== TEXT ==

━━━━━━━━━━━━━━━━━━━━━━━━━━━━━━

As part of our project activites, in the meantime, we developed a 
multi-layered UIMA annotation type system. This type system currently 
contains six spec layers: document meta information (author, title 
etc.), document structure and style information, morpho-syntax, syntax 
ans semantics (discourse to come). In our work, we integrated as much as 
possible already existing annotation schemes from the NLP community 
(such as TEI, Dublin Core, Penn Treebank etc.) The scheme is designed 
with domain-independence in mind though some portions (e.g., document 
structure and semantics, of course) introduce bits of domain-dependence. 
Coverage of general language applications (e.g., newspapers) should, 
however, not constitute a big deal.

Please see our paper at the up-coming UIMA workshop at GLDV 2007 
http://incubator.apache.org/uima/downloads/gldv/gldv07-uima-hahn.pdf

We are aware of the fact that other teams are working on the same 
challenges and we like the idea a lot to coordinate these efforts in 
order to find a way to elaborate on a common UIMA annotation scheme for 
NLP. Correspondingly, we find the idea to build a consortium in the UIMA 
Apache project really fascinating. It is certainly one way to speed up 
consensus on a commonly shared UIMA standard annotation scheme and 
create an international UIMA community.

Best regards from Jena

Ekaterina Buyko & Udo Hahn

-- 

Ekaterina Buyko
Jena University Language and Information Engineering (JULIE) Lab
Phone: +49-3641-944322
Fax:   +49-3641-944321
email: buyko@coling-uni-jena.de
URL:   http://www.coling.uni-jena.de


Thilo Goetz schrieb:
> greg@holmberg.name wrote:
>> What is the recommended way of storing document properties, such as 
>> "author", "date created", "title", etc?
>>
>> I also need some data for internal uses, such as the document size 
>> and URI.
>>
>> One other requirement: this is not a closed vertical solution with a 
>> known set of annotators designed to inter-operate.  This is an 
>> application platform that will use some known annotators but allow 
>> plugging in arbitrary unknown annotators from other companies (that's 
>> why one uses UIMA, of course!).  Also, some of our annotators may be 
>> used in UIMA containers from other companies with unknown 
>> annotators.  So my code can't depend on either the UIMA container 
>> providing, or all of the other annotators (but possibly our own) 
>> knowing about, any data structure containing these properties.
>>
>> I see a few possibilities:
>>
>> 1. Add features to DocumentAnnotation
>> 2. Add features to SourceDocumentInformation
>> 3. Create my own annotation or TOP FS.
>>
>> The documentation recommends not adding features to 
>> DocumentAnnotation if you are using JCas (I am).  I agree--what if 
>> both my annotators and someone else's annotator have added features 
>> to DA?  It just wouldn't work, right?

━━━━━━━━━━━━━━━━━━━━━━━━━━━━━━

== SOURCE DATA ==

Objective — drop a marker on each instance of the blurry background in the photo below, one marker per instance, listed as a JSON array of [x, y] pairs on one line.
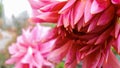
[[14, 15]]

━━━━━━━━━━━━━━━━━━━━━━━━━━━━━━

== TASKS TO COMPLETE ==
1. From the UIMA message, extract the passage starting at "Please see our" and ending at "international UIMA community.".
2. Answer these questions from the UIMA message:
(a) Which existing annotation schemes from the NLP community are named as examples?
(b) At which workshop is the paper to be presented?
(c) What three possibilities for storing document properties are listed?

== WRITTEN RESPONSES ==
1.
Please see our paper at the up-coming UIMA workshop at GLDV 2007 
http://incubator.apache.org/uima/downloads/gldv/gldv07-uima-hahn.pdf

We are aware of the fact that other teams are working on the same 
challenges and we like the idea a lot to coordinate these efforts in 
order to find a way to elaborate on a common UIMA annotation scheme for 
NLP. Correspondingly, we find the idea to build a consortium in the UIMA 
Apache project really fascinating. It is certainly one way to speed up 
consensus on a commonly shared UIMA standard annotation scheme and 
create an international UIMA community.

2.
(a) TEI, Dublin Core and Penn Treebank.
(b) The up-coming UIMA workshop at GLDV 2007.
(c) Adding features to DocumentAnnotation, adding features to SourceDocumentInformation, and creating one's own annotation or TOP FS.